Records:

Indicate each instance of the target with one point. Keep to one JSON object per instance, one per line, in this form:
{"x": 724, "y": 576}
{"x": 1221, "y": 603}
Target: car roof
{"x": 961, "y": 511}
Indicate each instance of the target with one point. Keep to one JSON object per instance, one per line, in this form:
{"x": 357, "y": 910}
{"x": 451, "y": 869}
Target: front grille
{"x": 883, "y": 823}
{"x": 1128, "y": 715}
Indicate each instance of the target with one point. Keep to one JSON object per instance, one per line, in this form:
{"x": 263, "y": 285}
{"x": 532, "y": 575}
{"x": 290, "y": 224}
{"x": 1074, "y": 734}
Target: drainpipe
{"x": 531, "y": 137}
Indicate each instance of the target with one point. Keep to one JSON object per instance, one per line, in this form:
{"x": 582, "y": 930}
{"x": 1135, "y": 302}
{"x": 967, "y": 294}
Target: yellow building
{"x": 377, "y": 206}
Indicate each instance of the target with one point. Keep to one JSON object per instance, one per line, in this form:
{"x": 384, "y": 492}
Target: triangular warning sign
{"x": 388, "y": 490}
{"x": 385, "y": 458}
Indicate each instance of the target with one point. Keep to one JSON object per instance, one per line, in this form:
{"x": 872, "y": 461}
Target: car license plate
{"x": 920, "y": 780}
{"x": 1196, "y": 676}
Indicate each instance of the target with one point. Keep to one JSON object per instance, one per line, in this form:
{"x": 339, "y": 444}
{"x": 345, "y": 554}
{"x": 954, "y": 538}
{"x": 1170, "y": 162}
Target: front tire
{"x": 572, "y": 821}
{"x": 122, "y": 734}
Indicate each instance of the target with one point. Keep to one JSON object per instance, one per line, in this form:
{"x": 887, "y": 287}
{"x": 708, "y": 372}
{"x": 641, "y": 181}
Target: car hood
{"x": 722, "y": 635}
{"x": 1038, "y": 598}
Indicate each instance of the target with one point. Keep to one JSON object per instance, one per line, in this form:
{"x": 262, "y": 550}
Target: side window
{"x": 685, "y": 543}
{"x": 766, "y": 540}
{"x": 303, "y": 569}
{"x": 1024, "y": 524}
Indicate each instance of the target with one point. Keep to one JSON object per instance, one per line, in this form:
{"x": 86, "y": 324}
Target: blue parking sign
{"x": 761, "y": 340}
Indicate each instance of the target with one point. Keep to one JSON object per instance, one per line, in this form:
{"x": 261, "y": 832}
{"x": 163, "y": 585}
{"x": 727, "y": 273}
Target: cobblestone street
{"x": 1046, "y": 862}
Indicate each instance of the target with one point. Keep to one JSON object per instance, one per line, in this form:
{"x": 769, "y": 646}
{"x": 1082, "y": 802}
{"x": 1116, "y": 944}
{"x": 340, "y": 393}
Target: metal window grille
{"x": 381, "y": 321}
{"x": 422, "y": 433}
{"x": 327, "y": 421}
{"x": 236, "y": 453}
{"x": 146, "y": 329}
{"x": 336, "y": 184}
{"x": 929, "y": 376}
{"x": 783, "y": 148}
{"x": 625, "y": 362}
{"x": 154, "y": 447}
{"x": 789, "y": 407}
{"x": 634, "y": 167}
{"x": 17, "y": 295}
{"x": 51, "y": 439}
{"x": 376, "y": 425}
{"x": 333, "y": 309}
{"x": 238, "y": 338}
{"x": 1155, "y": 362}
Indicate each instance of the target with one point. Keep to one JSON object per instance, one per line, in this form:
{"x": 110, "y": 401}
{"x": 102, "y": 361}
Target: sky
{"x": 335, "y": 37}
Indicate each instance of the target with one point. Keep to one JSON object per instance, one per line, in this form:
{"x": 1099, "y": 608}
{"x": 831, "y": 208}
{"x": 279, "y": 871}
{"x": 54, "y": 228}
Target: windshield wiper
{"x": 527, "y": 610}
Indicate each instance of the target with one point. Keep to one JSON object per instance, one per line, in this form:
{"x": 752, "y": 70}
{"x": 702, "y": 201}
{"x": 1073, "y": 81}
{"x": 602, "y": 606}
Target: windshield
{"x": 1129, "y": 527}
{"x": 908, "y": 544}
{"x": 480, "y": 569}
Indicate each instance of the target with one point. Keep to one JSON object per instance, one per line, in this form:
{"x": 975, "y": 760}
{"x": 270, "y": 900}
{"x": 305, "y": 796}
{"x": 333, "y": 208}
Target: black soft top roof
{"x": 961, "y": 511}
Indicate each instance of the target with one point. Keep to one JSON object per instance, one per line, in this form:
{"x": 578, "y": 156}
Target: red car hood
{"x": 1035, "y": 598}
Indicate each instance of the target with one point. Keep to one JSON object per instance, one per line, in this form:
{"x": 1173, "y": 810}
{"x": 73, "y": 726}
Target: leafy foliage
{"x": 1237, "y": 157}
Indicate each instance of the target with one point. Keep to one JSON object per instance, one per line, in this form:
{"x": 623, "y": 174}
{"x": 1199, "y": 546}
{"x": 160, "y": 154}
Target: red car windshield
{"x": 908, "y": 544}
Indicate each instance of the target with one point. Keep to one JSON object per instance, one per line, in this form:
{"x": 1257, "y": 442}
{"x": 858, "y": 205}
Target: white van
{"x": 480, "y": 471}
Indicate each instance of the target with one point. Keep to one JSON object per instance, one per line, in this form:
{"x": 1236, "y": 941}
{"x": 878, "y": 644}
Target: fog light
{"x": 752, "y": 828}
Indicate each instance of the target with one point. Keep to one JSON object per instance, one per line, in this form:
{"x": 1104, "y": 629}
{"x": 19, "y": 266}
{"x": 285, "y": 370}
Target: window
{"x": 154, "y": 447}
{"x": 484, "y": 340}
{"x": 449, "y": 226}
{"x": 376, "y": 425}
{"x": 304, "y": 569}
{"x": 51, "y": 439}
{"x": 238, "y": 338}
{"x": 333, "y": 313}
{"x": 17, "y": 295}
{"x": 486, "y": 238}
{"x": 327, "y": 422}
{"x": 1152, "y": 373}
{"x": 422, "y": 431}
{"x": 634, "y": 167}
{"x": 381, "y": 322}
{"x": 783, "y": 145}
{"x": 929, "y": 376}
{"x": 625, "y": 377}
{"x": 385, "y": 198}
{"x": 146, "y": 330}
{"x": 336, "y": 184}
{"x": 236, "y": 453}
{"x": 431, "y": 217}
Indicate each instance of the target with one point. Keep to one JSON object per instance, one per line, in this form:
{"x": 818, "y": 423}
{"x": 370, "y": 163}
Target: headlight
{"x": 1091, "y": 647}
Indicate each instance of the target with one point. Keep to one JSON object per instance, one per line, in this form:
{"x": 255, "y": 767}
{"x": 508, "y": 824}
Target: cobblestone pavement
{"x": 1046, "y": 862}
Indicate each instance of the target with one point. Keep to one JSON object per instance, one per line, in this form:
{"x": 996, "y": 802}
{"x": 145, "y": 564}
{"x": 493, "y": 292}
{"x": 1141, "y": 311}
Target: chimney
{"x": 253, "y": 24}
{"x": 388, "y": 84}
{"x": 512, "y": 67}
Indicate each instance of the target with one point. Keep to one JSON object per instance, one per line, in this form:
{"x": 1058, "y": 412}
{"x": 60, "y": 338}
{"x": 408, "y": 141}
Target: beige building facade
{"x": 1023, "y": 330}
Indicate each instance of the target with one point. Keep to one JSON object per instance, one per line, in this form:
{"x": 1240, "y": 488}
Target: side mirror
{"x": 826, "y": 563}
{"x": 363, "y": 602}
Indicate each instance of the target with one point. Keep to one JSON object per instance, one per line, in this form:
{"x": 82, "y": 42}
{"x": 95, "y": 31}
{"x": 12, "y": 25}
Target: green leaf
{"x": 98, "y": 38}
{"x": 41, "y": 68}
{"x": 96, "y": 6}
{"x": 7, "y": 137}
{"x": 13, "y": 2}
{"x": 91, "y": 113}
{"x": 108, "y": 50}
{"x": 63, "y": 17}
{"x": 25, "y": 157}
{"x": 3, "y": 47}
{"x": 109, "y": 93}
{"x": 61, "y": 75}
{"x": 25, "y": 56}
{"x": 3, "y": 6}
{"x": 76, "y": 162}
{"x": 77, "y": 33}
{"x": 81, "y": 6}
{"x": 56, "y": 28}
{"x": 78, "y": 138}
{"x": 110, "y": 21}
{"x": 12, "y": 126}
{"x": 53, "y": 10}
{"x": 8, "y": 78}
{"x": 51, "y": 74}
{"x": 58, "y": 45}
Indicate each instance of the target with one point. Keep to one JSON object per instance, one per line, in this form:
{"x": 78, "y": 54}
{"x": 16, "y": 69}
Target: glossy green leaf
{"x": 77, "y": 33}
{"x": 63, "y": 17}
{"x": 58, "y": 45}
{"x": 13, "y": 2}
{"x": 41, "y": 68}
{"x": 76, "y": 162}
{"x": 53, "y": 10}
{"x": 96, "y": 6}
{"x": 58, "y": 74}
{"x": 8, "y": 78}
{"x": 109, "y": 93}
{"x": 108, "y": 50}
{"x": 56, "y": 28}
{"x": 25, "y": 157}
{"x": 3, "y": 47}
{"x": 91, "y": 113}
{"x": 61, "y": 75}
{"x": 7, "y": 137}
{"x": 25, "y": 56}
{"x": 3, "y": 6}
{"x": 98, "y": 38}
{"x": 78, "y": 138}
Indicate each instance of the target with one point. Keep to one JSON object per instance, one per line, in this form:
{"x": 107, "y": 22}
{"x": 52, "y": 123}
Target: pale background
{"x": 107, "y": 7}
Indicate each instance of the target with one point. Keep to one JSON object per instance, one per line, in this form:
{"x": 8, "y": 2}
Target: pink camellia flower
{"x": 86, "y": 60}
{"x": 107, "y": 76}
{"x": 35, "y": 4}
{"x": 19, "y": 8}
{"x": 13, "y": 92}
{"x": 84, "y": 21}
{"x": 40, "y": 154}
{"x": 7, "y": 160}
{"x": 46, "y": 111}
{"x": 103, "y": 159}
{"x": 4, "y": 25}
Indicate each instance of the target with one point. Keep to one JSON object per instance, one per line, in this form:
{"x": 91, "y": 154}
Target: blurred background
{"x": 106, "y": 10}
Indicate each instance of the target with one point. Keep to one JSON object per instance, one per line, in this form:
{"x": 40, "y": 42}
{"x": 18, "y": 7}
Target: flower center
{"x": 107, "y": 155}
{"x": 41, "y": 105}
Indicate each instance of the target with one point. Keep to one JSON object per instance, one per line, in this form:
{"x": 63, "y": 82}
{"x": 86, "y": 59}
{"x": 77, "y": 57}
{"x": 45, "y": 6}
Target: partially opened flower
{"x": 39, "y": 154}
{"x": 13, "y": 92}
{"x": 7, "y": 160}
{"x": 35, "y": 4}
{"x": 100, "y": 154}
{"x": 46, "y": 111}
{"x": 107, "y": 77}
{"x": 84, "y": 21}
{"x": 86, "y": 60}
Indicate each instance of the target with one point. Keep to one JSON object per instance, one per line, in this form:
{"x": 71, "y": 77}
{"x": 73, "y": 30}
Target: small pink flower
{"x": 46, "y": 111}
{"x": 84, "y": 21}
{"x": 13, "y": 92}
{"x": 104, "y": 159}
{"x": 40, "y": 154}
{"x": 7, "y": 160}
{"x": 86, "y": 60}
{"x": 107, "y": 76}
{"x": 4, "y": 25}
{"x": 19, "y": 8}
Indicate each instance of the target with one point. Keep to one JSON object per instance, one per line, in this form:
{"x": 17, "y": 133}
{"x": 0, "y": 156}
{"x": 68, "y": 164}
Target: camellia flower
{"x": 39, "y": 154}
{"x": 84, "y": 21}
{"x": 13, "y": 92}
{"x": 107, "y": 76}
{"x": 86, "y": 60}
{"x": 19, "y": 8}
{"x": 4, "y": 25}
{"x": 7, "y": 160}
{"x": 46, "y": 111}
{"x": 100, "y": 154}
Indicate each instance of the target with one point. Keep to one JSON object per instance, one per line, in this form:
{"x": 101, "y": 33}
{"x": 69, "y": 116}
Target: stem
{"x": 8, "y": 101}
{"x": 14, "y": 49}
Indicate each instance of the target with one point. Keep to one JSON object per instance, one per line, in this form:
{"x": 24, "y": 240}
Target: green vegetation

### Work to do:
State how many lines of the records contain the string "cobblestone", treating uppercase and lowercase as different. Give only the number.

### Exercise output:
2